SET EXERCISE 1:
Summarize the film festival article in two sentences.

################

While I appreciate that every piece of art is unique, I learned one singular thing holds true for all films at the Five College Student Film and Video Festival this past Friday; they have the commanding potential to show anything from a person’s imagination, social and political views, to their deepest fears – in a matter of minutes.

All of these things I learned in three short, mesmerizing hours.

The festival began at 7 p.m. in the Flavin Auditorium in the Isenberg School of Management, and consisted of submissions from 23 of the most promising filmmaking students from the Five Colleges: Amherst College, Mount Holyoke College, Smith College, Hampshire College and the University of Massachusetts.

Entry categories for the festival include “documentary, experimental, narrative, animation, dance on camera, and a separate graduate category,” with awards given to the best of each category.

Best of UMass

Local filmmaker and recent UMass graduate Chelsie Field took home two awards for her film “One Day,” winning both best of UMass and best narrative.

“One Day” tells the story of a survivor of sexual assault in the aftermath of that traumatic ordeal. The film shows the burden that survivors may carry and try to move on from. Along the course of a single day, the main character finds a sense of solidarity that helps her go forward.

Best of Amherst

Letícia Rossi dos Santos’ five minute long narrative film “Pickpocketing,” was about a college girl who receives a glove with magic pickpocketing powers in the mail, won the Best of Amherst category.

The film offered a humorous depiction of the filmmaker’s imagination and lack of trust for fantastical things, while offering an insight into their view on the world and the trickery of pickpocketing.

################

SET EXERCISE 2:
Please count how many lines of the listing below contain the word "vent". Reply with the number only.

DATASET ROWS:

################

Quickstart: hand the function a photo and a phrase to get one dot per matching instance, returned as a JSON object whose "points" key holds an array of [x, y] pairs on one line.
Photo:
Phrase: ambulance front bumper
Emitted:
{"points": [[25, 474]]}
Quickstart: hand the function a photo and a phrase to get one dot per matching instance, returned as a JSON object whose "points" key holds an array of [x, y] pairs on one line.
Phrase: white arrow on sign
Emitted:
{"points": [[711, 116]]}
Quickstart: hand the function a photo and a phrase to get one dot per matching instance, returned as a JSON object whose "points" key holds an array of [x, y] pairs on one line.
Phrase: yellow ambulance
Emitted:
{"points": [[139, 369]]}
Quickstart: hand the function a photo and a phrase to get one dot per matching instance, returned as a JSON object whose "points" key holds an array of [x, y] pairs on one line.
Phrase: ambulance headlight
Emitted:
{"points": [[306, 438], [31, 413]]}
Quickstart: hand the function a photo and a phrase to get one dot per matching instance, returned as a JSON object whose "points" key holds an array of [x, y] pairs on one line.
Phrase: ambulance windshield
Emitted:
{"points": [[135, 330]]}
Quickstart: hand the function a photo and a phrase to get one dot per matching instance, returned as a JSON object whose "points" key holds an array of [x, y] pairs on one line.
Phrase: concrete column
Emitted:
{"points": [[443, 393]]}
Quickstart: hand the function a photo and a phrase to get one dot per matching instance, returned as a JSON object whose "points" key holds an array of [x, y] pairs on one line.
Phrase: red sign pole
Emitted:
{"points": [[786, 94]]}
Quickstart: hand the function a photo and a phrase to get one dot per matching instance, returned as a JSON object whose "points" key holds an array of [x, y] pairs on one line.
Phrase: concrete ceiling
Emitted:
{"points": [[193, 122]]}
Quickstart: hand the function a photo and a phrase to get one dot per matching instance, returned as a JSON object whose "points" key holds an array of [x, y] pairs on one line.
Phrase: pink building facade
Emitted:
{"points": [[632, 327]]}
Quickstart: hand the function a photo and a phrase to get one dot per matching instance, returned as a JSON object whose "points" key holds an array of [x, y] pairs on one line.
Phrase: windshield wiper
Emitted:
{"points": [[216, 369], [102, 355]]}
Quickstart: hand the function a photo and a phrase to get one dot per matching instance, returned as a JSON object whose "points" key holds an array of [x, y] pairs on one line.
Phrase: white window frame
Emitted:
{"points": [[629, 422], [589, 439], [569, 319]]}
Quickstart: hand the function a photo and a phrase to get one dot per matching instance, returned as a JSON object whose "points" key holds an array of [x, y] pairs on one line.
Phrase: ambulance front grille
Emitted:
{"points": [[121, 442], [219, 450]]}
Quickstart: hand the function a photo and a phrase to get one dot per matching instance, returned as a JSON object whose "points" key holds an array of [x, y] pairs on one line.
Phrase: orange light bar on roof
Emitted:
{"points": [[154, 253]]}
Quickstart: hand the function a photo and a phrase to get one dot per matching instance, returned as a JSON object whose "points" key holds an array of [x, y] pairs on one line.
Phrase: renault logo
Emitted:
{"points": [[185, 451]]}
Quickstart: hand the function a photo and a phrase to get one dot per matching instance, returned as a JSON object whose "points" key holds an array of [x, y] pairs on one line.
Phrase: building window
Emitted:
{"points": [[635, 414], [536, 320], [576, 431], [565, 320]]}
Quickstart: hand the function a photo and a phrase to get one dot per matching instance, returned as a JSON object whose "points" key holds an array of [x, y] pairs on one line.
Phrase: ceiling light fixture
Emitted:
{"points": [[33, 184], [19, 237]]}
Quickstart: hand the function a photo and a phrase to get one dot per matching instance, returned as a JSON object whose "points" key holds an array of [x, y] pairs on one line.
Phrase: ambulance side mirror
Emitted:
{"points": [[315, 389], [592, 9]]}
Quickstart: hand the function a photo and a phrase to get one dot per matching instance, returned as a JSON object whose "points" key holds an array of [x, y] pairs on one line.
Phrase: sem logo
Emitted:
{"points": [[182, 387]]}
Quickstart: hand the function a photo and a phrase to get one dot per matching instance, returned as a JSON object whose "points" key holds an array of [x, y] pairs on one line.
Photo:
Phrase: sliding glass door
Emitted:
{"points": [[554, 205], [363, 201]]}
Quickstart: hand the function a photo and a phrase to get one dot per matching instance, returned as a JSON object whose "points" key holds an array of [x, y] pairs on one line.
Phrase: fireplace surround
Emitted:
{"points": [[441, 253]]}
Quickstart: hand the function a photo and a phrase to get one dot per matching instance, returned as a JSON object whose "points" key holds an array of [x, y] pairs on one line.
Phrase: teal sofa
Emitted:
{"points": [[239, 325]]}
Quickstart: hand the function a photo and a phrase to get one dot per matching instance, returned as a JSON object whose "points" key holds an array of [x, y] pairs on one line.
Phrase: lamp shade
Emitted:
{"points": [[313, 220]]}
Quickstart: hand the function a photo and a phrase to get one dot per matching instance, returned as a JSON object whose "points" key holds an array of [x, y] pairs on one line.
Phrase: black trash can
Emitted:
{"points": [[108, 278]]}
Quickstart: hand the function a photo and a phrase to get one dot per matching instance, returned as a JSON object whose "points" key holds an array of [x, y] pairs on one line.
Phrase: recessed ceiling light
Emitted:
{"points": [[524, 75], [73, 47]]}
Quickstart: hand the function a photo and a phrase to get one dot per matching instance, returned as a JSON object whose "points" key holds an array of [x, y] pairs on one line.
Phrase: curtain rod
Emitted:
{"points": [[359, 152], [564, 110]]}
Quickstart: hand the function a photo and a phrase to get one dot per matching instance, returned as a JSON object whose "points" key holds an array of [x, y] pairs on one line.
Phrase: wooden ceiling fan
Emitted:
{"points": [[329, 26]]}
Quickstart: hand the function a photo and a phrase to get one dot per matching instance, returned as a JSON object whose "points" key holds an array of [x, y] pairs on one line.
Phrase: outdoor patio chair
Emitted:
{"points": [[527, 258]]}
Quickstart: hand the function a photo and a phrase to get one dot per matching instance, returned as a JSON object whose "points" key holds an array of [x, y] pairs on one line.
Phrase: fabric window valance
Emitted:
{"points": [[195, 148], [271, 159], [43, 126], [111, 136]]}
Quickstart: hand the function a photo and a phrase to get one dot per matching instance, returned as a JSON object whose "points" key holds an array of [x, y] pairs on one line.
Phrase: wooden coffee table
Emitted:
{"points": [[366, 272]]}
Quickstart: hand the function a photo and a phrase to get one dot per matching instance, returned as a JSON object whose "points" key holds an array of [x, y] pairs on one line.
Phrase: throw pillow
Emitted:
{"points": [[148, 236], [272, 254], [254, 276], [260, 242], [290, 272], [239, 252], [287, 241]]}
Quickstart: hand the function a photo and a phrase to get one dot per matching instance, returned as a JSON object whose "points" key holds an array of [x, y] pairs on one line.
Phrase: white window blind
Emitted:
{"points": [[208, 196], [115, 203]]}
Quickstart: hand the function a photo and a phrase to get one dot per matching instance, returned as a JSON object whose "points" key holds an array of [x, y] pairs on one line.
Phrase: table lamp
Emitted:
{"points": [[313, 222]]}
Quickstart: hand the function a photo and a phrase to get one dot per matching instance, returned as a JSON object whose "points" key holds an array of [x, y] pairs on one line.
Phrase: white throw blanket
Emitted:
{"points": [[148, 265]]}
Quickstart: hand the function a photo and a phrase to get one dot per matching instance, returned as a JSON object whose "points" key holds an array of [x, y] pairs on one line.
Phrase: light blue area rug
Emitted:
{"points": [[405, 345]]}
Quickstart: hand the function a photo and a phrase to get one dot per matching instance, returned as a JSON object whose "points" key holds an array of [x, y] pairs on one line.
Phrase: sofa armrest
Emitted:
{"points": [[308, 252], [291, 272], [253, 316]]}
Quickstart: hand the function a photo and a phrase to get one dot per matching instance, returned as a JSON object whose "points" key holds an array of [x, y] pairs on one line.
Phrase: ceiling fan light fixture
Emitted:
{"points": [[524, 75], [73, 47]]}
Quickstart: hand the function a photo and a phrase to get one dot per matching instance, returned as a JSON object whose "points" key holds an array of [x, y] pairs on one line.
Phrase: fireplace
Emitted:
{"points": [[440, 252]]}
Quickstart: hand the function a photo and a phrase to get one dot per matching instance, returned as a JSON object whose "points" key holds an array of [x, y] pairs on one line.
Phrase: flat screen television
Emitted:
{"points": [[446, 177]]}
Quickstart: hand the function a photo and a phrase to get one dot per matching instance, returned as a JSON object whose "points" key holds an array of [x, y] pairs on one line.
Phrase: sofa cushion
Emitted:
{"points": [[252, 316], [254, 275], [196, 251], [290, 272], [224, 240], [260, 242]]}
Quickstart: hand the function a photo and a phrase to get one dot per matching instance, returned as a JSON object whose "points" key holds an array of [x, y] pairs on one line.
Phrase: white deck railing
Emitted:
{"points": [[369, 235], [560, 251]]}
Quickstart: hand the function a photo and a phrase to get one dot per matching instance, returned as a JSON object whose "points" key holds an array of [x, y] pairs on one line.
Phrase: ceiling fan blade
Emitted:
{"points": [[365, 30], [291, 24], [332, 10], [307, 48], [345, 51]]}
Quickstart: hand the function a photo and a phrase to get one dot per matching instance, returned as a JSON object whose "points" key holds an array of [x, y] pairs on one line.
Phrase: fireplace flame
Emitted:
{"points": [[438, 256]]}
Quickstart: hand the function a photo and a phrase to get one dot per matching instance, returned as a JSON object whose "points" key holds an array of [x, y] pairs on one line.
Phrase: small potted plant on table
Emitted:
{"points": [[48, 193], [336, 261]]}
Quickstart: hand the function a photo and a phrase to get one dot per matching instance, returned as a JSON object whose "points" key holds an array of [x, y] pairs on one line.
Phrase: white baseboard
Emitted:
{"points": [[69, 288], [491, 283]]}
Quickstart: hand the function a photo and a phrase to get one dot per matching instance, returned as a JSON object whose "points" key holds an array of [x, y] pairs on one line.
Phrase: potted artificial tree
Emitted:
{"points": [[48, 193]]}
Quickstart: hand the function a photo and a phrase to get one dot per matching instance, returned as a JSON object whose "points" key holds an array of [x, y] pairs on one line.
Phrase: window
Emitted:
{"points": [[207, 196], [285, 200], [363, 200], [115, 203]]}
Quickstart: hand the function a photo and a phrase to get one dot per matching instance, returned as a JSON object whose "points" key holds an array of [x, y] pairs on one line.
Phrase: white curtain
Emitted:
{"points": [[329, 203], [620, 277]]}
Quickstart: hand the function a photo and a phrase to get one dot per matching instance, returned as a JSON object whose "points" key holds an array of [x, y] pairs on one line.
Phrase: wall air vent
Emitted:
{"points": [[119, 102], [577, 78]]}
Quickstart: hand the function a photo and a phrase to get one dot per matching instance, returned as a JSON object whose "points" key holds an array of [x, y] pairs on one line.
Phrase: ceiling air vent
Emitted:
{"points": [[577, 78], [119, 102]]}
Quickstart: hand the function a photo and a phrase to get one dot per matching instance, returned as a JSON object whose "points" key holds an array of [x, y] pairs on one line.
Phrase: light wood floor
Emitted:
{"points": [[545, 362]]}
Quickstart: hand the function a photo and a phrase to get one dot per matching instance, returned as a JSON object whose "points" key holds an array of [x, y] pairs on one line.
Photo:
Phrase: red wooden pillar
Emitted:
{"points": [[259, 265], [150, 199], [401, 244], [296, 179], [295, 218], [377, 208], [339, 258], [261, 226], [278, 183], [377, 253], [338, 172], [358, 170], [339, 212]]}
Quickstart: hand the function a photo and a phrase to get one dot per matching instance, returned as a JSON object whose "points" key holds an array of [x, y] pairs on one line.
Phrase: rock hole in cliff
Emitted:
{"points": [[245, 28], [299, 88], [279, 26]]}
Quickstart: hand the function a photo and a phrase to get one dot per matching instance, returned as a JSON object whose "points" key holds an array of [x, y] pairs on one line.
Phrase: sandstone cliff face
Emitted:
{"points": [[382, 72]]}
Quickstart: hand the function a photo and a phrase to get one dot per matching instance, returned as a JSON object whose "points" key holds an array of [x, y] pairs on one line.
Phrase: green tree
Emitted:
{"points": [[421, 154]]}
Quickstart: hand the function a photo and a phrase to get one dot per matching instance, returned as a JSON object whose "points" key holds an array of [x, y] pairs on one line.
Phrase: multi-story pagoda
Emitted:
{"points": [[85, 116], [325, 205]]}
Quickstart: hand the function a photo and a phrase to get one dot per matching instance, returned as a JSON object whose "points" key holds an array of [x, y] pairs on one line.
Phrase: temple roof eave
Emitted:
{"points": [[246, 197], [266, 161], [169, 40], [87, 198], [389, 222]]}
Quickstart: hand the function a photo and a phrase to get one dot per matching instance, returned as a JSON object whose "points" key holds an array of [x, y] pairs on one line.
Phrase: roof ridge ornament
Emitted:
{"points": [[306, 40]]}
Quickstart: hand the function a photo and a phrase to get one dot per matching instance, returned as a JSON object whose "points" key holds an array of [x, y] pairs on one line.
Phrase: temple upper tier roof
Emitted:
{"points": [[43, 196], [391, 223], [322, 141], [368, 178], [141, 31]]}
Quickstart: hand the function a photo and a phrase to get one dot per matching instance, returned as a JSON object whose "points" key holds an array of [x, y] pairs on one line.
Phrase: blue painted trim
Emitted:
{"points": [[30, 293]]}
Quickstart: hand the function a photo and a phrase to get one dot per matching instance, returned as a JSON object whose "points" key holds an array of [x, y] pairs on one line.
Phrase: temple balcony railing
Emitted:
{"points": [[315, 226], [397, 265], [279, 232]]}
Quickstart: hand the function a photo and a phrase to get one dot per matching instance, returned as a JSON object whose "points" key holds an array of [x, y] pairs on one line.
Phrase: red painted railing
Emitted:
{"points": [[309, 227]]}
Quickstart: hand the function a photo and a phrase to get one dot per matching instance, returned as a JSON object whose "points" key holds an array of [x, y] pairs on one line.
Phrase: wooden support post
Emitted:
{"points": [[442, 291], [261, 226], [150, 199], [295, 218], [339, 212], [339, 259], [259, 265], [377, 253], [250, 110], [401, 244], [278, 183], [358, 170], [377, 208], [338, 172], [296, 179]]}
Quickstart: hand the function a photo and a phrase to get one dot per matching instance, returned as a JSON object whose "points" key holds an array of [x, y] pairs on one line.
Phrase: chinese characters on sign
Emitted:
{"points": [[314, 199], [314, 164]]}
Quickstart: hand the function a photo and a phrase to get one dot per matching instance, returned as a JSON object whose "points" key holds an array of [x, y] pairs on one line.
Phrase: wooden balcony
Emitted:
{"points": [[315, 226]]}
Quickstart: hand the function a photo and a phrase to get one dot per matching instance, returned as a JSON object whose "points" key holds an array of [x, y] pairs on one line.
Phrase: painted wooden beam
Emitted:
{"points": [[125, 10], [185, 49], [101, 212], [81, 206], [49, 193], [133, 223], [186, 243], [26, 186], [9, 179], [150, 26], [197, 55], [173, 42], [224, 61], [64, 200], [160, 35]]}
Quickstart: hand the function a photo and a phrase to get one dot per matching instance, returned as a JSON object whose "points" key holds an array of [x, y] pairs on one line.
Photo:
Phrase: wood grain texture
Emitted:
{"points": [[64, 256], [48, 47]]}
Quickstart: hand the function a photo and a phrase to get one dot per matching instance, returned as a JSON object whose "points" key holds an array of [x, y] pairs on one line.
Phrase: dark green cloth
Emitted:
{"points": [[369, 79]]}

################

CORRECT ANSWER 1:
The Five College Student Film and Video Festival, held on a Friday evening in the Flavin Auditorium of the Isenberg School of Management, showed films by 23 students from Amherst, Mount Holyoke, Smith, Hampshire and UMass, with awards for the best film in each category. Chelsie Field's "One Day," about a sexual assault survivor, won both best of UMass and best narrative, and Letícia Rossi dos Santos' "Pickpocketing," about a college girl who gets a glove with magic pickpocketing powers, won Best of Amherst.

CORRECT ANSWER 2:
2